Here is a demonstration on how to train the encoder to learn the parameters $\theta$ of a partial differential equation (PDE) given observations of the solution $u_\theta$. Now, technically for this procedure we don't actually need $u_\theta$ to be the solution of a PDE, it just needs to be some family of functions parameterized by $\theta$. But we will consider the PDE setting, as it is the desired usage of this autoencoder.
To that end, let $\theta = (c, b_0, b_1)$ be (constant) parameters for the Poisson equation with Dirichlet boundary conditions on the unit interval. That is, $u_\theta$ is the solution to
$$ \begin{align*} -\Delta u &= c \quad\text{on}\quad [0,1] \\ u(0) &= b_0 \\ u(1) &= b_1 \end{align*} $$
Since $c$ is constant, this equation is readily solved for $u_\theta = u(x)$ as the family of parabolas
$$ u(x) = -\frac{c}{2} x^2 + \left( \frac{c}{2} + b_1 - b_0 \right) x + b_0 $$
Now we will walk through training the encoder in five main steps:
To train the encoder to learn $\theta$,
we simply create a Python script equations/poisson.py
which contains the implementations of functions that define the domain, compute replicates of $\theta$,
compute $u_\theta$ for a given replicate, and a list of parameter names (optional).
There is a template configuration file in the equations directory.
Let's briefly walk through the Poisson configuration file.
First we import numpy and create a list containing strings to name the parameters in $\theta$.
In this case the names are $c$, $b_0$, and $b_1$.
The strings may be formatted with matplotlib's TeX rendering syntax.
import numpy as np
# PARAMETER NAMES
theta_names = [r'$c$', r'$b_0$', r'$b_1$']
Next we write a quick function that computes a lattice over the domain, in this case the unit interval.
# DOMAIN
def domain():
"""
The unit interval as an array of length 100
"""
return np.linspace(0., 1., num=100)
Now we write a function that takes $\theta$ as the input,
and computes the solution function $u_\theta = u(x)$ over
the lattice defined above.
This should be written assuming the argument theta is
a one-dimensional numpy array that contains the parameter values.
# SOLUTION
def solution(theta):
"""
Computes the solution u where theta=[c, b0, b1]
"""
x = domain()
c = theta[0]
b0 = theta[1]
b1 = theta[2]
u = -c * x**2 / 2 + (c/2 + b1 - b0)*x + b0
return u
Now to simulate replicates of our parameters,
we draw from uniform distributions and stack the arrays
so that the output has shape (replicates, num_params).

Given information:

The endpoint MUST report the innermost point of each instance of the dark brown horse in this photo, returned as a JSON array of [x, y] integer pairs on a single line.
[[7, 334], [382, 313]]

Requirements:
Can you give everything from "The unit interval as" down to "x = domain()" in the Poisson tutorial again, switching "unit interval" to "closed segment"?

Result of this task:
The closed segment as an array of length 100
"""
return np.linspace(0., 1., num=100)
Now we write a function that takes $\theta$ as the input,
and computes the solution function $u_\theta = u(x)$ over
the lattice defined above.
This should be written assuming the argument theta is
a one-dimensional numpy array that contains the parameter values.
# SOLUTION
def solution(theta):
"""
Computes the solution u where theta=[c, b0, b1]
"""
x = domain()